Your goal:
What is needed is a faithful copy of all the records.

Supplied data:
- Opening Delimiter -

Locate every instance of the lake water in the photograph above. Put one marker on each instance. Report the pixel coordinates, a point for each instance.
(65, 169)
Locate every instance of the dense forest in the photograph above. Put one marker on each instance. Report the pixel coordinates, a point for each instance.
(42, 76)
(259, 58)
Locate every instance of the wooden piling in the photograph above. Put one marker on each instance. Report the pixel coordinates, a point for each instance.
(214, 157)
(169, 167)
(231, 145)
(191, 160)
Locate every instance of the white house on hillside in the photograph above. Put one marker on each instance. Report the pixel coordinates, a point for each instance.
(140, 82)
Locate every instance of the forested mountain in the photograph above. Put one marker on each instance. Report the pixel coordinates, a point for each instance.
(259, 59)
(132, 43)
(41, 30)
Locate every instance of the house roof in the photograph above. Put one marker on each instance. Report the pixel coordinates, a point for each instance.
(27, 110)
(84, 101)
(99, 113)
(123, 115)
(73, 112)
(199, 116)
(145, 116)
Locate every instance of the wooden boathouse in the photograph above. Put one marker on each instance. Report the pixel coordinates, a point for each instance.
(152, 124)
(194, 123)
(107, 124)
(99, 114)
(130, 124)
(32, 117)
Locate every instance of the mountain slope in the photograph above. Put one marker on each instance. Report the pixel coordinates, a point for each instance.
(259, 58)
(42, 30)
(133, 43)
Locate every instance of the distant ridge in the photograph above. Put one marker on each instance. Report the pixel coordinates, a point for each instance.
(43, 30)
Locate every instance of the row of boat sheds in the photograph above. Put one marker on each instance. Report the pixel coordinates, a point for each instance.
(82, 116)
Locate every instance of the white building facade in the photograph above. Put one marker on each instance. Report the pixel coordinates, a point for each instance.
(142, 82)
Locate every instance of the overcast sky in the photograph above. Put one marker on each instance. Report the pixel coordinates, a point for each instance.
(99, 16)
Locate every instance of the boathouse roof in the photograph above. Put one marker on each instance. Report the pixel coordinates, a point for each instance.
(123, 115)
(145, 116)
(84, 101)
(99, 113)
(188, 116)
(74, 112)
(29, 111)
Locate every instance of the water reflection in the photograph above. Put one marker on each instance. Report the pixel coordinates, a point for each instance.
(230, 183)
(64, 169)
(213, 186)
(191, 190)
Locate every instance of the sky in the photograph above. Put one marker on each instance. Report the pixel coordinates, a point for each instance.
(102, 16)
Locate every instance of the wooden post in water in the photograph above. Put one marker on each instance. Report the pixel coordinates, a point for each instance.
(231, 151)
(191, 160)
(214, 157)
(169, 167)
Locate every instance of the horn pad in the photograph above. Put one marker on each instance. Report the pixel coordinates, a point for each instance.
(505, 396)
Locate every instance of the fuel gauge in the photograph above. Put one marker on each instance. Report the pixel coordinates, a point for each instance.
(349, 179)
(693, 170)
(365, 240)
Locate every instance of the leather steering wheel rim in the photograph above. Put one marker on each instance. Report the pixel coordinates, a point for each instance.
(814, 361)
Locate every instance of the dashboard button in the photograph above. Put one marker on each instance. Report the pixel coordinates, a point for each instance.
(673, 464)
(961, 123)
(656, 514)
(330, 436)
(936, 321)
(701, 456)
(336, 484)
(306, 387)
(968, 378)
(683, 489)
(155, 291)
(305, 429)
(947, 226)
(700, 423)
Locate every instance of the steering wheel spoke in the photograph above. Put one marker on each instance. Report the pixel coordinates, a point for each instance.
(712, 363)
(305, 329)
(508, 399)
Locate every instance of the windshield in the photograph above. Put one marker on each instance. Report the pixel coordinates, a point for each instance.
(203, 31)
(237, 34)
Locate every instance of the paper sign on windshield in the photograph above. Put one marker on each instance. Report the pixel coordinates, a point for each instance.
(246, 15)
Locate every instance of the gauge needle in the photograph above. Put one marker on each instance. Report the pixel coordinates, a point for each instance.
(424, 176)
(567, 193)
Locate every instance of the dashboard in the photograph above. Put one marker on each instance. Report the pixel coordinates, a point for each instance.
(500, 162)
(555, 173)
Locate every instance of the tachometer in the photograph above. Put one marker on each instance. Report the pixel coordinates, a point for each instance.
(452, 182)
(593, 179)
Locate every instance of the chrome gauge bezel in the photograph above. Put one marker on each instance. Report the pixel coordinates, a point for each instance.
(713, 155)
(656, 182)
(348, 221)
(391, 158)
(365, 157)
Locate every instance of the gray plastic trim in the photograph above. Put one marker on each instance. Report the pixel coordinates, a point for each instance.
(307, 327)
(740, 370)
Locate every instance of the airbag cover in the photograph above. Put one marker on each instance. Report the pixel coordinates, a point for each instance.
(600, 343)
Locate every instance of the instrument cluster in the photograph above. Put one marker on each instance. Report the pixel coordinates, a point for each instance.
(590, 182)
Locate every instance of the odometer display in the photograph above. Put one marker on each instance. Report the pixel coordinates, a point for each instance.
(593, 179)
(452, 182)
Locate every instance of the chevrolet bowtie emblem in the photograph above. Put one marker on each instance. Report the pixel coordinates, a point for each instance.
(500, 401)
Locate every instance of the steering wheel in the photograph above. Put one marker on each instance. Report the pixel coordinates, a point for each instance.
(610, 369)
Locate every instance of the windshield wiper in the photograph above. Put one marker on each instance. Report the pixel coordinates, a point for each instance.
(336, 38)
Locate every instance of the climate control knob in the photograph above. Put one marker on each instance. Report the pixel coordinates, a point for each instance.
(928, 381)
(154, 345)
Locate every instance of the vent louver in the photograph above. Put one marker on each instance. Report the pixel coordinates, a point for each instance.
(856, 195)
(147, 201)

- Closing Delimiter -

Task answer:
Locate every instance of the lake water in the photograph above. Put one marker on each instance. Report the pixel coordinates, a point for each instance.
(65, 169)
Locate every instance of the dense forest in the photograph above. Put one marker on each instance. Report the pixel coordinates, a point for each instance.
(42, 76)
(259, 58)
Locate every instance of the wooden piling in the photograph above. Put one marker on each instance. Report the pixel coordinates, a point for each instance.
(214, 157)
(169, 167)
(231, 145)
(191, 160)
Locate every instance of the white house on hillside in the photograph above. Put one marker on each instance. Report the pixel coordinates, a point for each instance.
(140, 82)
Locate every instance of the forested mountain in the photograph above. Put one marker on each instance. Report the pixel coordinates, a point for each instance.
(259, 59)
(132, 43)
(41, 30)
Locate every instance of the house roof in the photograph above. Put one marker on each instance. Report the pixel coordinates, a point for each instance.
(27, 110)
(84, 101)
(99, 113)
(123, 115)
(73, 112)
(199, 116)
(145, 116)
Locate every instance of the wooden boathouse in the photograph above. Put one marker on each instance. Report the pixel coordinates, a point for each instance.
(152, 124)
(194, 123)
(107, 124)
(99, 114)
(130, 124)
(32, 117)
Locate every instance of the mountain slope in the photograph above. Put one marker on each instance. Report the pixel coordinates, a point for each instance.
(259, 58)
(42, 30)
(133, 43)
Locate every instance of the distant ridge in the photograph above. Put one marker on each instance. Report the pixel coordinates, a point for each instance.
(43, 30)
Locate every instance of the row of boat sheds in the photograph above. Put one marker on each instance. Report the pixel coordinates, a point for each instance.
(82, 116)
Locate every instance of the white building facade in the photograph above. Put one marker on each instance. Report the pixel coordinates, a point for each instance.
(142, 82)
Locate every instance of the overcast sky in the photograph above. Put one marker on each instance. Report the pixel coordinates, a point for each instance.
(99, 16)
Locate every instance of the boathouse roof in the photograph above. Put one marker on each instance. Report the pixel coordinates, a point for each instance.
(123, 115)
(145, 116)
(84, 101)
(99, 113)
(188, 116)
(74, 112)
(29, 111)
Locate every instance of the water reflection in the photograph above. Put one marker on each instance. Report the pixel coordinates, a point for each instance.
(230, 183)
(64, 169)
(213, 186)
(191, 190)
Locate every instance of the sky in the photograph above. Put one marker on each instance. Report the pixel coordinates, a point for each instance.
(102, 16)
Locate every instance of the wooden post in water in the photograph above. Put one marker on each instance. Report the pixel coordinates, a point for each instance.
(231, 151)
(191, 160)
(214, 157)
(169, 167)
Locate every instance of the horn pad in the photograph above. Put one marker on each instance. Report the pixel coordinates, a point for each instance.
(505, 396)
Locate every instance of the fuel gauge in the photograph above. Put one marker on each instance. Report the pixel coordinates, a point for each instance.
(349, 179)
(693, 170)
(365, 240)
Locate every instance of the leather steering wheel rim in the photograph above. Put one marker on each instance. Report the pixel coordinates, a point for each instance.
(814, 361)
Locate every instance of the dashboard button in the photograph above. Put one marker on each instance. Report the pixel coordinates, a point for each instance.
(673, 464)
(961, 123)
(656, 514)
(330, 436)
(936, 321)
(701, 456)
(336, 484)
(306, 387)
(968, 378)
(683, 489)
(155, 291)
(305, 429)
(947, 226)
(700, 423)
Locate every instance of the steering wheel spoke in the photograph above. Put one marker on each instance. Report the pixel coordinates, a point for each instance.
(712, 363)
(305, 329)
(508, 399)
Locate every instance of the windshield in the photograph above. Put one marker on each instance. Report the pixel coordinates, a point for each instance.
(203, 31)
(237, 34)
Locate every instance of the paper sign on windshield in the photograph above. Put one marker on each instance. Report the pixel coordinates, a point for each instance.
(246, 15)
Locate every instance of the gauge needle in the photograph above. Put one marker on each instance. Report the pixel coordinates, a point for each instance.
(424, 176)
(567, 193)
Locate every instance of the dashboard in the photograph above. Put one marker on each instance. Report the pixel coordinates, a point for each instance.
(500, 162)
(555, 173)
Locate every instance of the tachometer in the photograph above. Put one marker on each instance. Report the pixel coordinates, a point for each instance.
(452, 182)
(593, 179)
Locate every instance of the chrome gauge bezel in the photograph above. Put one marker on each instance. Report the pixel coordinates, a point for each instance.
(713, 155)
(656, 182)
(348, 221)
(391, 158)
(365, 157)
Locate every instance of the gray plastic trim in the photograph above. Put one marker on each instance. Report the pixel coordinates, a point for each instance.
(307, 327)
(740, 370)
Locate every instance of the airbag cover in the photograph above. Put one marker on each instance. Report the pixel coordinates, a point for each instance.
(600, 343)
Locate every instance of the instrument cluster in the photograph above. Put one marker on each instance. Report the pixel coordinates, a point for each instance.
(590, 182)
Locate every instance of the odometer display in the photograph above. Put one marker on each instance. Report the pixel coordinates, a point for each instance.
(593, 179)
(452, 182)
Locate every instance of the chevrolet bowtie emblem in the photograph above. Put one marker on each instance. Report the pixel coordinates, a point for each instance.
(500, 401)
Locate every instance of the steering wheel in the photograph above. Put one marker on each instance. Report the pixel coordinates, a point for each instance.
(610, 369)
Locate every instance of the windshield wiper in the photograph above. Put one marker on each instance. Report the pixel coordinates, a point for each instance.
(336, 38)
Locate every instance of the climate control knob in the photograph above. Put one marker on each instance. Report the pixel coordinates, a point for each instance.
(928, 381)
(154, 345)
Locate every instance of the vent louver in the photograph above. Put one marker on each instance. Report the pixel coordinates, a point for each instance.
(856, 195)
(147, 201)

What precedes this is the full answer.